Required task
Take the lines from the one containing "Detect black baseball" through the end of the material and write them out again, swapping "hoodie" for "sweatshirt" and changing nothing else.

Object detection data:
— Begin —
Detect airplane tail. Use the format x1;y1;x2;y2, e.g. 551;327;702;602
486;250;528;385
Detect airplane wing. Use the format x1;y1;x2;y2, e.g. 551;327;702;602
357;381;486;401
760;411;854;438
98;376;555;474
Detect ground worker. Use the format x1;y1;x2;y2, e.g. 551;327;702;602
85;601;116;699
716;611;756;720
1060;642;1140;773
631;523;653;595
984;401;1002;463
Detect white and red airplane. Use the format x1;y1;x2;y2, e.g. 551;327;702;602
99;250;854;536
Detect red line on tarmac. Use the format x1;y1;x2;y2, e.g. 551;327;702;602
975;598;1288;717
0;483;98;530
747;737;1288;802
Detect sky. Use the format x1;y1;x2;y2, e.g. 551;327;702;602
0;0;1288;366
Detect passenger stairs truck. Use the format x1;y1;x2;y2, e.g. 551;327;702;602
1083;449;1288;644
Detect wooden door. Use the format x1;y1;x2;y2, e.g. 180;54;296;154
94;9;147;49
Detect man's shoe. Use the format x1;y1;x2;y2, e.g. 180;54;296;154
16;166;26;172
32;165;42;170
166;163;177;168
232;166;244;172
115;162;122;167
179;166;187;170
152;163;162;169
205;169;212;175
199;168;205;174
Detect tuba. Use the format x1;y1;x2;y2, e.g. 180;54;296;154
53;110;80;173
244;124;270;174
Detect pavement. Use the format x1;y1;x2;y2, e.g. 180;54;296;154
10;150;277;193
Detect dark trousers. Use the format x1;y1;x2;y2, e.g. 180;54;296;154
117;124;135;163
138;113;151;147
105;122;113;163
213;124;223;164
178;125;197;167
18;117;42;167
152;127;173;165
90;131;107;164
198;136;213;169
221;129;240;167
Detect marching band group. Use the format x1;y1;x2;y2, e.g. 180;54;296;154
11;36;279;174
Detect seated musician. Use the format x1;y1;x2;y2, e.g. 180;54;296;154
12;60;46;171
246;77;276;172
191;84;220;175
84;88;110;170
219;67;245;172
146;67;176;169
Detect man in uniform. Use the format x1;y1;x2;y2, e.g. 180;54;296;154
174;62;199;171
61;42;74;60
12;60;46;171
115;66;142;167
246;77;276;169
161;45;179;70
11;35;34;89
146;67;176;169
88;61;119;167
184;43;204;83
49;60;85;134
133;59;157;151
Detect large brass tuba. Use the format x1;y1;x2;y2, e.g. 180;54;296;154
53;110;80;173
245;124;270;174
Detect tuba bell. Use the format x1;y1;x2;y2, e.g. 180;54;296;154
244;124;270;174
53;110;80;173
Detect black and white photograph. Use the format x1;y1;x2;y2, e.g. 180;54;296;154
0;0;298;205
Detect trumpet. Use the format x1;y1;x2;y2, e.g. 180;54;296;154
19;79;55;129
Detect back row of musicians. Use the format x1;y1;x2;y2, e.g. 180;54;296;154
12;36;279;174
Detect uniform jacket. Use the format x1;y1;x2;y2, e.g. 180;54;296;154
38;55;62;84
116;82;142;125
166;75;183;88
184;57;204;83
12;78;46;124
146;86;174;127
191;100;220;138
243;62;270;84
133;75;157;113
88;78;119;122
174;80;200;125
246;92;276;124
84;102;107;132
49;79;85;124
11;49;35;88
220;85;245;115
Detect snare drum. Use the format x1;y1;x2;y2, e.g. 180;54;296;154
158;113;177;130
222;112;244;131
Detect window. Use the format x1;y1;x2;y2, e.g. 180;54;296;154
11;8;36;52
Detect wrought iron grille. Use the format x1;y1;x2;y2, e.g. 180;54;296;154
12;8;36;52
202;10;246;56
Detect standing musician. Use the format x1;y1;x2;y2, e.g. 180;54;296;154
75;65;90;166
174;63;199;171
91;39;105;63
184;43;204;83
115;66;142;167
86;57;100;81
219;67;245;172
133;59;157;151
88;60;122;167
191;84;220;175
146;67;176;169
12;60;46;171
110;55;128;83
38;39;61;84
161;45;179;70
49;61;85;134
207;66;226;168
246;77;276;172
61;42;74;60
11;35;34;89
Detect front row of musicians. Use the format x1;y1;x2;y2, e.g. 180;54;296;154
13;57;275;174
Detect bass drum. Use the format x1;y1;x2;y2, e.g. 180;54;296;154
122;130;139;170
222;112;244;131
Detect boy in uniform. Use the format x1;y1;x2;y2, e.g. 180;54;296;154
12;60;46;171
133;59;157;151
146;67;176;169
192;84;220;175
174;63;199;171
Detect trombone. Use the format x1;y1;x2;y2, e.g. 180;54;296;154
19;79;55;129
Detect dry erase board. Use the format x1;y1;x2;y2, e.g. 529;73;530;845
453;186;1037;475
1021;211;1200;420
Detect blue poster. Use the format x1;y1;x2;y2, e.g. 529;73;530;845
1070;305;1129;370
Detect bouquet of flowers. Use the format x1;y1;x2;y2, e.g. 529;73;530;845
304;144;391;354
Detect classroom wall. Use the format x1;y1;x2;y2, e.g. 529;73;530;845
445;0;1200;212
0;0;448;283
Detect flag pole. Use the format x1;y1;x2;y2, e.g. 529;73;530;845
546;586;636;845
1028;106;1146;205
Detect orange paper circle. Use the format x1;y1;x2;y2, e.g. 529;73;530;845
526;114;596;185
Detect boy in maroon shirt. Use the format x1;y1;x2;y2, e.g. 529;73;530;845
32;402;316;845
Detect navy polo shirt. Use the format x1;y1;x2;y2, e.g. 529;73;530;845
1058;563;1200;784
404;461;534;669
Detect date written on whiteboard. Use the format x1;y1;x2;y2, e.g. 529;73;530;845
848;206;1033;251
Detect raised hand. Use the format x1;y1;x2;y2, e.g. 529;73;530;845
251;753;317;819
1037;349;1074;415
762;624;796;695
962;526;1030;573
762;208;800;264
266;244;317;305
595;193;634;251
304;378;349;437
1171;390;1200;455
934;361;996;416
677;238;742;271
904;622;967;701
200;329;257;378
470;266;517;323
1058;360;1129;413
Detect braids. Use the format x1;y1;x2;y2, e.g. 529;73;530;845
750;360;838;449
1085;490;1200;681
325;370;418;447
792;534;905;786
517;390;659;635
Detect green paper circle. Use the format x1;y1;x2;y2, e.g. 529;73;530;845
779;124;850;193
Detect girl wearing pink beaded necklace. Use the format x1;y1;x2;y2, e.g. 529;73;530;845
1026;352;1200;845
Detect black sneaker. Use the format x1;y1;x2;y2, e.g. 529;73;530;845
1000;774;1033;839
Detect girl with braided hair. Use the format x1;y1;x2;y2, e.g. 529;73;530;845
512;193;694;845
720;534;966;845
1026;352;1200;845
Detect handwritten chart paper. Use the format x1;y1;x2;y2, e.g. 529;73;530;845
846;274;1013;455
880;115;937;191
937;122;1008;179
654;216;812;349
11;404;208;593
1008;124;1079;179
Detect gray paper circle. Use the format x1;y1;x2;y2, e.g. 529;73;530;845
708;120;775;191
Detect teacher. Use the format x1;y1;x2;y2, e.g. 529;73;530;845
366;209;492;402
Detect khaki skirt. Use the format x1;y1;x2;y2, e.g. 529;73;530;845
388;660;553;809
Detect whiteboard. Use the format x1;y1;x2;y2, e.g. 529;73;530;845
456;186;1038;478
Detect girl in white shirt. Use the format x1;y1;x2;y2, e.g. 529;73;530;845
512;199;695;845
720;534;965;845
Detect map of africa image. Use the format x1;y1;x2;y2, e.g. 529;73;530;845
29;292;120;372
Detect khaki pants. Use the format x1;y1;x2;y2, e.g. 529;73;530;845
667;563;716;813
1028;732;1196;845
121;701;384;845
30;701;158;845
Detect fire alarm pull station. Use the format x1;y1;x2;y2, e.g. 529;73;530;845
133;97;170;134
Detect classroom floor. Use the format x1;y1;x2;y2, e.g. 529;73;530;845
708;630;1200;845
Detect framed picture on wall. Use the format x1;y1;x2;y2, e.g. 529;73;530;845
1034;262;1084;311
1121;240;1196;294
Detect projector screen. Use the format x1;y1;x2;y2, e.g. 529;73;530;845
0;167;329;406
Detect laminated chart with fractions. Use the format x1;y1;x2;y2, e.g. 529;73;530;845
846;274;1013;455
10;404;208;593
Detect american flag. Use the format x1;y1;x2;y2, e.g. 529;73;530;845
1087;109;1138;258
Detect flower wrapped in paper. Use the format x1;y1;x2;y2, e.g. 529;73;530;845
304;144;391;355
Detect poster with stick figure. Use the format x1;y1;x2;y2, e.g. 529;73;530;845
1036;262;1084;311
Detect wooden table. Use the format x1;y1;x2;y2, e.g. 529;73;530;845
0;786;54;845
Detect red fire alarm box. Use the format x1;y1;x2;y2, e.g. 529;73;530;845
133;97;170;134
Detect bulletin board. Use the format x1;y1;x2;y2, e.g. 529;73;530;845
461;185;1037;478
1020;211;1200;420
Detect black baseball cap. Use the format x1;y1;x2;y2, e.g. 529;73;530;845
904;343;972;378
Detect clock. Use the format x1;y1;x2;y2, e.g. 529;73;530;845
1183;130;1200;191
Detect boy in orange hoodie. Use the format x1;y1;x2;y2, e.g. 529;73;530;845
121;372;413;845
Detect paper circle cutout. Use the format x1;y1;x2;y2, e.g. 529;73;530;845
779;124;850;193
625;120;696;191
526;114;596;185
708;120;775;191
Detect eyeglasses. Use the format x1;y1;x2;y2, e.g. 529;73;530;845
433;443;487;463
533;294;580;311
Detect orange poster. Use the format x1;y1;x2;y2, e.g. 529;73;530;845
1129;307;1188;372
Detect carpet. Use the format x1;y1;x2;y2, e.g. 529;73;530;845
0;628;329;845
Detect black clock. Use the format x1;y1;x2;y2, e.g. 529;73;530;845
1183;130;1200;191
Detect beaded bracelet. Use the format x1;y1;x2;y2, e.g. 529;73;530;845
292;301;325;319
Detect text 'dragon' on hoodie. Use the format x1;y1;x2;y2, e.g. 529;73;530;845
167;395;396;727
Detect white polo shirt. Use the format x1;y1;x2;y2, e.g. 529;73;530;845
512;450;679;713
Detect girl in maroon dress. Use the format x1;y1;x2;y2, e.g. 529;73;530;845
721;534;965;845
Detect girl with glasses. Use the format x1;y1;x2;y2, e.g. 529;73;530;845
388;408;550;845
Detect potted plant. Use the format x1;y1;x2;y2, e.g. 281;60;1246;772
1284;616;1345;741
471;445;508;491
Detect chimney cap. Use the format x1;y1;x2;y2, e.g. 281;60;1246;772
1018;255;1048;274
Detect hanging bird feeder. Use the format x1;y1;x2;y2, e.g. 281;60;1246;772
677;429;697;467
— End —
Finished task
Detect black baseball cap. Use the format x1;y1;x2;y2, e.g. 529;73;530;845
904;343;972;378
Detect clock. Use the format x1;y1;x2;y2, e.g. 529;73;530;845
1183;130;1200;191
Detect boy in orange sweatshirt. Use the format x1;y1;x2;y2, e.g. 529;73;530;845
121;372;413;845
Detect paper circle cutout. Use the format x1;y1;x2;y2, e.g. 529;73;530;845
779;124;850;193
625;120;696;191
526;114;596;185
708;120;775;191
Detect eyeglasses. Use the format x1;y1;x2;y2, e.g. 529;73;530;845
433;443;487;463
533;294;580;311
Detect orange poster. Use the format x1;y1;x2;y2, e.g. 529;73;530;845
1129;307;1188;372
Detect carpet. Use the format x1;y1;x2;y2, e.g. 529;73;530;845
0;628;329;845
Detect black clock. Use the format x1;y1;x2;y2, e.g. 529;73;530;845
1183;130;1200;191
Detect beaded bracelet. Use the format x1;y1;x2;y2, e.g. 529;73;530;845
292;301;325;319
Detect text 'dragon' on sweatshirt. Use the format x1;y1;x2;y2, e.g. 529;73;530;845
167;395;396;727
Detect white polo shirt. Use the format x1;y1;x2;y2, e.g. 529;73;530;845
512;450;679;713
Detect girl in maroon dress. Use the format x1;y1;x2;y2, e.g. 529;73;530;845
721;534;965;845
Detect girl with glasses. Use the format x1;y1;x2;y2, e.g. 529;73;530;845
388;408;550;845
Detect potted plant. Use the format x1;y1;x2;y2, e.g. 281;60;1246;772
1284;616;1345;741
471;445;508;491
Detect chimney cap. Use the format x1;y1;x2;y2, e.g. 281;60;1246;772
1018;255;1048;274
Detect hanging bird feeder. Use the format x1;y1;x2;y2, e.g. 281;60;1246;772
677;429;697;467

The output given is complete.